== SOURCE RECORDS ==
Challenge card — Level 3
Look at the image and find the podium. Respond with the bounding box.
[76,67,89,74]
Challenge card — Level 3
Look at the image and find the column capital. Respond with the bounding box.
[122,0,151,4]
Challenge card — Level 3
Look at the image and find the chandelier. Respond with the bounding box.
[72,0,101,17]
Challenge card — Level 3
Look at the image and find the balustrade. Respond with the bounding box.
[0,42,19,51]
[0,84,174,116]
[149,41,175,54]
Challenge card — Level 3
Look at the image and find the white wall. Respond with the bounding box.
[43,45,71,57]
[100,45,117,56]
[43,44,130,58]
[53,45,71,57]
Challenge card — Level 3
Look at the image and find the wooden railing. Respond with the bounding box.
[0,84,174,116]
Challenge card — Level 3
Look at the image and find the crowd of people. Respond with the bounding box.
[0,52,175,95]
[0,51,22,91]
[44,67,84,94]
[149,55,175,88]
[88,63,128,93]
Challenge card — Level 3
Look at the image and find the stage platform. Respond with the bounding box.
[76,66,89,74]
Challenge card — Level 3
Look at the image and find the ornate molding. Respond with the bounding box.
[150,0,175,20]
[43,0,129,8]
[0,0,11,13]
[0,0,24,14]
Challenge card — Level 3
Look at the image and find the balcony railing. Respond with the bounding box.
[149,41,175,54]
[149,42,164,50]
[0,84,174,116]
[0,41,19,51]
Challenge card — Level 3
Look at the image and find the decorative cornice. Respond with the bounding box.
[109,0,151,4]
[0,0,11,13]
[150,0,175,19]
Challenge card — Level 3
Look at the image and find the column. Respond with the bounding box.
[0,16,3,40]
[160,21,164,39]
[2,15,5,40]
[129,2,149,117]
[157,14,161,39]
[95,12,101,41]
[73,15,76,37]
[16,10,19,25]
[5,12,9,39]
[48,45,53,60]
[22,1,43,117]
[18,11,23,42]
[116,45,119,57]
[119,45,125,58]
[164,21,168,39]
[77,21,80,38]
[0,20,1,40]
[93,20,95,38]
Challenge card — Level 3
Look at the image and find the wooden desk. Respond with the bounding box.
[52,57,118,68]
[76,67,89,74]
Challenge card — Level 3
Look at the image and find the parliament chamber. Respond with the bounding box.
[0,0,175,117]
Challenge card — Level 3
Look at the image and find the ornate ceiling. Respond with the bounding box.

== WORK TO COMPLETE ==
Starting with the line that holds "Look at the image and find the column.", copy each remaining line of the listing above exactly, through the last one.

== OUTPUT FOR THIS EXERCISE ==
Look at the image and find the column. Respond with the bounding box.
[0,16,3,40]
[160,21,164,39]
[2,15,5,40]
[129,2,149,117]
[157,14,161,39]
[95,12,101,41]
[73,15,76,37]
[16,10,19,25]
[5,12,9,39]
[48,45,53,60]
[22,1,43,117]
[18,11,23,42]
[116,45,119,57]
[119,45,125,58]
[164,21,168,39]
[77,21,80,38]
[0,20,1,40]
[93,20,95,38]
Challenge card — Level 3
Look at the image and find the wooden desk. Respond with the bounding box.
[52,57,118,68]
[76,67,89,74]
Challenge card — Level 3
Look at the image and find the parliament chamber. Respond with the bounding box.
[0,0,175,117]
Challenge card — Level 3
Look at the image and find the ornate ceiling. Respond with the bounding box.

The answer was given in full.